### [Written request]
Return every item below word for word, omitting the pictures.

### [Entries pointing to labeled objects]
- - -

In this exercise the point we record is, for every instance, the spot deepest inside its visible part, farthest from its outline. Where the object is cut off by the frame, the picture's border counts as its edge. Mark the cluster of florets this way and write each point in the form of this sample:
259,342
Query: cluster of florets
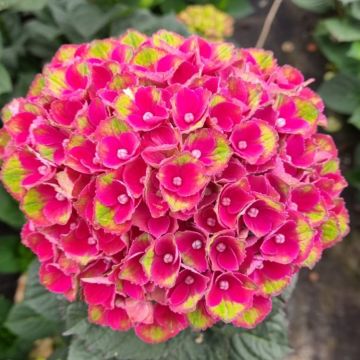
171,182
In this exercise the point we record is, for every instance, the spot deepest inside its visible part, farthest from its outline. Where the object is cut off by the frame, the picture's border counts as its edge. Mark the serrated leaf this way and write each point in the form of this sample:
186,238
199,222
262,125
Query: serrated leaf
29,5
9,210
28,324
336,52
341,93
8,257
51,306
5,83
268,341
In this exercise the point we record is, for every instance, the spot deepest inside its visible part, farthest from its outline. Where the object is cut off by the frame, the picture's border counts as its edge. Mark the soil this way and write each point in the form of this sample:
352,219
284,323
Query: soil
325,308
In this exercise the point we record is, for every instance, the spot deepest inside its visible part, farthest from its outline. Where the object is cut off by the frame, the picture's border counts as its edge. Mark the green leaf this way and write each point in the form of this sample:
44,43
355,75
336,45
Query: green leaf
221,342
5,306
267,341
355,117
9,210
8,257
236,8
316,6
336,52
29,5
7,4
51,306
41,314
354,51
5,83
144,21
29,324
78,350
341,93
342,30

- - -

### [Output for this task]
In this exercise the point we record is, for every instance, the spot deepest inside its visible part, farthest from its outline. Where the object is cut off by the frame, the picture's border counts as its edge. Mark the cluster of florets this way and write each point in the form of this sample:
259,342
Query: cluster of florets
171,182
In this exercise the point we record is, for every instance, the spot deepest inside its visible part, farthest from its outline. Where the object is cut off by the frame, the picture's border counts as its edge. Mark the serrated leaf this way and write each point in the form of this sample:
186,238
199,222
262,125
Query: serrated leaf
29,5
9,210
28,324
336,52
341,93
8,257
51,306
5,83
268,341
In this exercise the point we record is, for every instance, the spot deepest inside its visible part, farthest from its outline. Where the object is cut off by the frame, the picture's border counts as its edge. Mark the soil this way and write each point in the form of this sample:
352,219
284,323
Query: soil
325,308
In this exercise the point we record is, for every instance, the spot deepest inside its visible part, farthest from its outline. Where the object is cut off by the frame, the picture's border counts as its edge. Mark the green leaf this way and write each point in the form of this sample:
44,43
355,75
336,45
Query: green leaf
221,342
5,306
267,341
355,117
9,210
8,257
236,8
316,6
336,52
29,5
7,4
51,306
41,314
354,51
5,83
144,21
29,324
78,350
341,93
342,30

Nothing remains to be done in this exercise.